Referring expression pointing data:
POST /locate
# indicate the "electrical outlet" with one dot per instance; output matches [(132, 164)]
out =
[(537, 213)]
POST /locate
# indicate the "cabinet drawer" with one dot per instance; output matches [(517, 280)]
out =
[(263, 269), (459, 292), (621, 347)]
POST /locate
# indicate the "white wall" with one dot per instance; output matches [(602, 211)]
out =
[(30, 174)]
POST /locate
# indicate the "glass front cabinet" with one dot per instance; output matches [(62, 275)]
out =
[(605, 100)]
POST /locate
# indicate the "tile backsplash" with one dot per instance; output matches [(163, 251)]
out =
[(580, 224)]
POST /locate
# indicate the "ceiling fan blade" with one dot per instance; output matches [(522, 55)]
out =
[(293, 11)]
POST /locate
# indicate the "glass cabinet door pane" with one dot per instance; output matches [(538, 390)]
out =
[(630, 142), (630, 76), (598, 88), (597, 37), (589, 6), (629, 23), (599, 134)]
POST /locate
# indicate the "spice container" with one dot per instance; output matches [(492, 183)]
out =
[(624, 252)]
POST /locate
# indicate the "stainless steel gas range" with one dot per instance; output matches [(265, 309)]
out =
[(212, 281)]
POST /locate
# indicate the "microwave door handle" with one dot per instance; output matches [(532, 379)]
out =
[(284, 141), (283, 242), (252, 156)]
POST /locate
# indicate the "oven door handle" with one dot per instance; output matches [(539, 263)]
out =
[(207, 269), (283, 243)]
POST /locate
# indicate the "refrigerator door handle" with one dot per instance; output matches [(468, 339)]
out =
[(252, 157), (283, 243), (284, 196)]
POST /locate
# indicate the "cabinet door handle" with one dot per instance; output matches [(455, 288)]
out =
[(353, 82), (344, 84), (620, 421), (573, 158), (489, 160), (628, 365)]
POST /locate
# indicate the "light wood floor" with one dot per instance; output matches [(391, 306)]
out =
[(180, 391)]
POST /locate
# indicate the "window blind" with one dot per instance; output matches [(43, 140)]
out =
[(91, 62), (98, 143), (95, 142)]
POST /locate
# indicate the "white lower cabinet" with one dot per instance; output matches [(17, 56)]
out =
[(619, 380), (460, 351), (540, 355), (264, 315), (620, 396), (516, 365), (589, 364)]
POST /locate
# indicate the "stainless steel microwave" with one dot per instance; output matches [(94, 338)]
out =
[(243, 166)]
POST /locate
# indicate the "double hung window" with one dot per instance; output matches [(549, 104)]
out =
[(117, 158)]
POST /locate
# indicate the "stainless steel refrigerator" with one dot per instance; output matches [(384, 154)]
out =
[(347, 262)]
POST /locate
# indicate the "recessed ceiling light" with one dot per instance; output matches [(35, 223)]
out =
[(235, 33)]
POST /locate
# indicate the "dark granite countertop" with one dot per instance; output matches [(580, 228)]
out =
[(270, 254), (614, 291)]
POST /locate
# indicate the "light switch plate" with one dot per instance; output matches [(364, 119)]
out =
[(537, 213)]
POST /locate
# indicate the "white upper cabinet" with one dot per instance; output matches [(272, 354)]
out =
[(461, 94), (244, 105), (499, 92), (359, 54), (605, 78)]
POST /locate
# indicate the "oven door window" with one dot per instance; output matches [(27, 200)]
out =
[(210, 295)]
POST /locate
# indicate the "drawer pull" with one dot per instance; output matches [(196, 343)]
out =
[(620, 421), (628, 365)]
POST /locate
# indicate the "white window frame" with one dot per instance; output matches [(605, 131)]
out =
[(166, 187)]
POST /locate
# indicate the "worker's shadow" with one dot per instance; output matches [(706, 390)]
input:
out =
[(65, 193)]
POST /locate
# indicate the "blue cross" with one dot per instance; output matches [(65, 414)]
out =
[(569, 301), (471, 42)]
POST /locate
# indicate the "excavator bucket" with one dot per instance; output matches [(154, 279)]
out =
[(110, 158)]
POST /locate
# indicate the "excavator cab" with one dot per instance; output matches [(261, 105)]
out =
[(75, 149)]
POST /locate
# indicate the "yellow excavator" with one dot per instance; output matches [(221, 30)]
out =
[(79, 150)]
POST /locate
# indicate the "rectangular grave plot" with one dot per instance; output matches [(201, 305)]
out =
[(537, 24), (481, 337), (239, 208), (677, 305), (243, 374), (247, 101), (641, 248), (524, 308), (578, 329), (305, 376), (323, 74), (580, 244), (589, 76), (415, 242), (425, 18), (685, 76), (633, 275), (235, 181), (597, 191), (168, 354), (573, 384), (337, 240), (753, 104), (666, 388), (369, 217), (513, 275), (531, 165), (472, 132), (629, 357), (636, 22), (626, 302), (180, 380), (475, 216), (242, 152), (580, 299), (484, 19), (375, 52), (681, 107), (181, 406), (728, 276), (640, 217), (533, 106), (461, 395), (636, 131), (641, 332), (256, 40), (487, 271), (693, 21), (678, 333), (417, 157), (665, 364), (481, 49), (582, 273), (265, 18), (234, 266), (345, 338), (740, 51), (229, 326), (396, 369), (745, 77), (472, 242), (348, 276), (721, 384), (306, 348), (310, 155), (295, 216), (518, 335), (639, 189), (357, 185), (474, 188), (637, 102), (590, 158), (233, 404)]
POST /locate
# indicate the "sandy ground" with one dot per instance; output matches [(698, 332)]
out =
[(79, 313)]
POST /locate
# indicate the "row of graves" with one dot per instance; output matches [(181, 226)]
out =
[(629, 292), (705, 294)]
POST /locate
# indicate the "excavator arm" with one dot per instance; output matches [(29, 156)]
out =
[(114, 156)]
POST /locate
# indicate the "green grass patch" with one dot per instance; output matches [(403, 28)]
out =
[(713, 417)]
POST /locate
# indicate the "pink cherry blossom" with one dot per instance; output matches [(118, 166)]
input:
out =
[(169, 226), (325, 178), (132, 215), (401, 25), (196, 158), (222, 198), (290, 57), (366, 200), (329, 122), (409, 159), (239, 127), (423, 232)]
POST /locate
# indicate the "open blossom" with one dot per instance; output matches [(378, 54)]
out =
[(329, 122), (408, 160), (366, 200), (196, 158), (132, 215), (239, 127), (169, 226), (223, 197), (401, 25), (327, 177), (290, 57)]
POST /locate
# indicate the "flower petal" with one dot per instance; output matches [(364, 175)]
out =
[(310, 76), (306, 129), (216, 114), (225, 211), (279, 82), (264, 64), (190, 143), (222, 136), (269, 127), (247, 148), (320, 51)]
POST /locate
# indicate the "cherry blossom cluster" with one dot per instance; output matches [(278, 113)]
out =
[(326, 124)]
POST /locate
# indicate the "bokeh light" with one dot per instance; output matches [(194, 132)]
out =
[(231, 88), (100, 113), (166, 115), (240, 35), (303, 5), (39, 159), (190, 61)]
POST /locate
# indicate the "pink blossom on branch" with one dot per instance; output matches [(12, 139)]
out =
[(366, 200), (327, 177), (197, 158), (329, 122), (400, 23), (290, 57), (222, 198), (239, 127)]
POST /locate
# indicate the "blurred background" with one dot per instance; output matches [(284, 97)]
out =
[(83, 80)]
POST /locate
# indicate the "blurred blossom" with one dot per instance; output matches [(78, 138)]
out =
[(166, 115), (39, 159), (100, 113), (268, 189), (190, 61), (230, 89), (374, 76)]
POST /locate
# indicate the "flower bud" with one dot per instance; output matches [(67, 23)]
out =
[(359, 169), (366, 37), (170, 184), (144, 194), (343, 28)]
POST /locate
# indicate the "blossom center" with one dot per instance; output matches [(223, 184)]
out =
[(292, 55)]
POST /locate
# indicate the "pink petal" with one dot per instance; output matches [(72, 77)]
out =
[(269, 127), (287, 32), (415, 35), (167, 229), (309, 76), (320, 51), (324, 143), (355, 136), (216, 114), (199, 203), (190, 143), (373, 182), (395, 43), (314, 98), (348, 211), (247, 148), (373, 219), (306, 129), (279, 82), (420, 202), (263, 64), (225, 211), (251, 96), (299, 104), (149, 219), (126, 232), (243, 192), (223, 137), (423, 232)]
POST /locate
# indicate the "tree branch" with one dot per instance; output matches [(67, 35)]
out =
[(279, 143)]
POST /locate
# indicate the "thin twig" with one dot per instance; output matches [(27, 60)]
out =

- Task to carry out -
Whenever the string "stainless" occurs in a line of the entries above, copy that line.

- Result for this task -
# indicate the "stainless steel gas range" with one dot per instance; output matches [(265, 309)]
# indicate the "stainless steel microwave" with one dot per instance; output matches [(94, 338)]
# indicate the "stainless steel refrigerator" with one dot per instance; output matches [(384, 154)]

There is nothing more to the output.